Records:
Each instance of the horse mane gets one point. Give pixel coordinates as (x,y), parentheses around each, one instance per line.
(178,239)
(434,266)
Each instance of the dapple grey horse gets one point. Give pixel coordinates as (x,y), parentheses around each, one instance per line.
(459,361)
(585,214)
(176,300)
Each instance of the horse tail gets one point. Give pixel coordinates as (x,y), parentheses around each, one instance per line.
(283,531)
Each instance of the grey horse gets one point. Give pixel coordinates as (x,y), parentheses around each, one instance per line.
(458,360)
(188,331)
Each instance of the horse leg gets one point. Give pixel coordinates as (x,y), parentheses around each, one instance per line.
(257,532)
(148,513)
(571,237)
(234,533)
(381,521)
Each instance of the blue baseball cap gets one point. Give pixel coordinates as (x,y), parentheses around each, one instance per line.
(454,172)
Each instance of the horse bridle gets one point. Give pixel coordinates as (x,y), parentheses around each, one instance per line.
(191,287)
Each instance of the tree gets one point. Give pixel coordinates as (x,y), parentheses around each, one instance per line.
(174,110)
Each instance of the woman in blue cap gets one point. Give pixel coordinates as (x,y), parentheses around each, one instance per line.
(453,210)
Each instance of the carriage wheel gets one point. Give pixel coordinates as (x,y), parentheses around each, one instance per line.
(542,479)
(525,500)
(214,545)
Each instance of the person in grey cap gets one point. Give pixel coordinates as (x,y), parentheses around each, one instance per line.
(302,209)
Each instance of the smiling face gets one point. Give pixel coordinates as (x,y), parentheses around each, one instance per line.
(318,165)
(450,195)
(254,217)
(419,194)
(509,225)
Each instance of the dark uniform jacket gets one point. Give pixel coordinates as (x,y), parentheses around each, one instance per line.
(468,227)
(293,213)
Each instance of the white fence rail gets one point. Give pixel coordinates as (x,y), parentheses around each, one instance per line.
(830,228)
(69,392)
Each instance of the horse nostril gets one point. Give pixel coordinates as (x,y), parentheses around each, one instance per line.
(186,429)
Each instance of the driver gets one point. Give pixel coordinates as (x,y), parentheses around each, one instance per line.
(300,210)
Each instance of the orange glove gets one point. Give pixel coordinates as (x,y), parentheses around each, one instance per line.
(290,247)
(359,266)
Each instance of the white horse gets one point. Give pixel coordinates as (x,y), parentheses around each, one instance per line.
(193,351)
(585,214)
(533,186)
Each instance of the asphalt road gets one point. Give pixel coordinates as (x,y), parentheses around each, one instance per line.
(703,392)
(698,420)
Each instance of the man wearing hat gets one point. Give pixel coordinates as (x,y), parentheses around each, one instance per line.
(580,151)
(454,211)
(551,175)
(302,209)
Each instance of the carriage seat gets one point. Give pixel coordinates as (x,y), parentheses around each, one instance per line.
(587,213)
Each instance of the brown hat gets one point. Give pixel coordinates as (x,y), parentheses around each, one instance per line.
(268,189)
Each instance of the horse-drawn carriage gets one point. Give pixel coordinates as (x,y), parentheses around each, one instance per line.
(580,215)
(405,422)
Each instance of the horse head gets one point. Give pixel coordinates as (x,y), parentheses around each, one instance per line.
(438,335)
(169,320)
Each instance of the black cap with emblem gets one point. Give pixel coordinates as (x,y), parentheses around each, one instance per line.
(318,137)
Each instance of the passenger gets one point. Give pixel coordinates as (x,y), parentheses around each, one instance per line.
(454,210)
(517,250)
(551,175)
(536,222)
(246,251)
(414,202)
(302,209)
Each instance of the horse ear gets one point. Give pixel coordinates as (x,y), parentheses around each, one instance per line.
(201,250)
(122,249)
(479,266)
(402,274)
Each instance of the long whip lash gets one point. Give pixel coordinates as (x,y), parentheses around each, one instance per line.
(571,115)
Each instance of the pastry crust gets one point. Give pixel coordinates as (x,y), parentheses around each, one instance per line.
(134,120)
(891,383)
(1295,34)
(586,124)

**Stated problem**
Copy out all of the data above word for word, keeping every line in its original order.

**Answer to this task**
Each instance of the horse mane gets one point. Give pixel coordinates as (x,y), parentheses around each, one instance per line.
(178,239)
(434,266)
Each instance of the dapple grey horse gets one point. Give pixel coordinates as (x,y), parentheses around each, one instance per line.
(459,361)
(585,214)
(176,300)
Each instance of the horse tail gets one point. Give pixel coordinates as (x,y), parentheses around each, one instance per line.
(283,531)
Each instance of the grey horse gets one point. Give pixel coordinates as (x,y), parentheses around each, one instance per line.
(458,360)
(188,331)
Each instance of the horse leg gets one point. Give pixel coordinates as (x,y), parentheses around each, one instance per line.
(257,532)
(148,513)
(571,237)
(234,533)
(381,521)
Each instance of the blue baseball cap gets one point. Give pixel coordinates as (x,y), parentheses around each, one instance per line.
(454,172)
Each instance of the horse bridle gets one point. Give pixel coordinates as (x,y), parentheses around each, one instance per line.
(191,287)
Each instance of the tree gets one point. Give pixel coordinates as (x,y), parentheses around each, one instance per line.
(174,110)
Each instance of the woman in blue cap gets one point. Give pixel coordinates as (x,y), parentheses around each, one instance per line.
(453,210)
Each instance of the carriage wheel gets one point. Give pixel coordinates as (x,y), parentheses around each, one instance per line.
(542,479)
(525,500)
(214,545)
Each instance of the person in grey cap gets one point. Give pixel coordinates as (x,y), parentheses around each, one instance per line.
(302,209)
Each instance of the smiling face gets one point. Give pixel coordinates as (x,y), parentheses around each, one instance per line.
(318,165)
(450,195)
(254,217)
(419,194)
(509,225)
Each instance of the dark uniform jacket gets one point. Give pixel coordinates as (x,y), parentheses around each, one instance per line.
(468,227)
(293,213)
Each instance of the white fence rail gets one point. Give pixel coordinates as (x,y), parentheses around each, one instance per line.
(830,228)
(69,392)
Each instance of the horse nostril gets one point. Give pixel coordinates as (x,y), parentheses around each, one instance per line.
(186,429)
Each instance of the driver gets one point. Give pixel coordinates as (x,y), parentheses around each, one instance per line.
(300,210)
Each instance of the orange glove gets one point. Give pixel coordinates as (x,y), parentheses around each, one instance per line.
(290,247)
(359,266)
Each instance of the white horse gets one point. Give pixel coordinates as (x,y), parentheses around each, one instance per line.
(193,351)
(585,214)
(533,186)
Each instance of the asphalt road gets one point. Give pixel coordinates as (x,y), parentheses around each, one instance per line.
(703,392)
(698,420)
Each instance of the man wearing hat gets one point. Give pixel coordinates as (x,y), parentheses around each, one instance per line.
(580,151)
(454,211)
(551,175)
(302,209)
Each instance of the carriage seat gets one point. Give pixel coordinates as (x,y), parentheses around each, one instance per line.
(587,213)
Each instance of the brown hat gets one point. Give pixel coordinates as (x,y), parentheses around each, one instance per line.
(268,189)
Each instance of the horse-drawn carriage gets one point. Give pixel coordinates as (x,y), parentheses around each, one instance per line.
(580,215)
(405,422)
Each instance of the horse head gets one point. Give pixel coordinates as (x,y), parentheses around each, one instance per line.
(438,335)
(169,320)
Each instance of the black cap with emblem gets one point. Give pixel coordinates as (x,y), parentheses around each, one instance per line.
(318,137)
Each instance of the passenger gets one point. Give pixel coordinates as (x,y), parentheses around each, one instance per line.
(454,210)
(517,250)
(551,175)
(536,222)
(246,251)
(414,202)
(302,209)
Each instance of the horse ear gets one point. Give pixel coordinates as (x,y), parentheses around each, one instance per line.
(201,250)
(122,249)
(479,266)
(402,274)
Each instance of the long whip lash gets one point. Give pixel coordinates as (x,y), parentheses around each, one instance per line.
(571,115)
Each instance of the pastry crust gets one point. Give pixel coordinates as (x,y), parentheses around each, one instance per line.
(134,120)
(891,383)
(1295,34)
(586,124)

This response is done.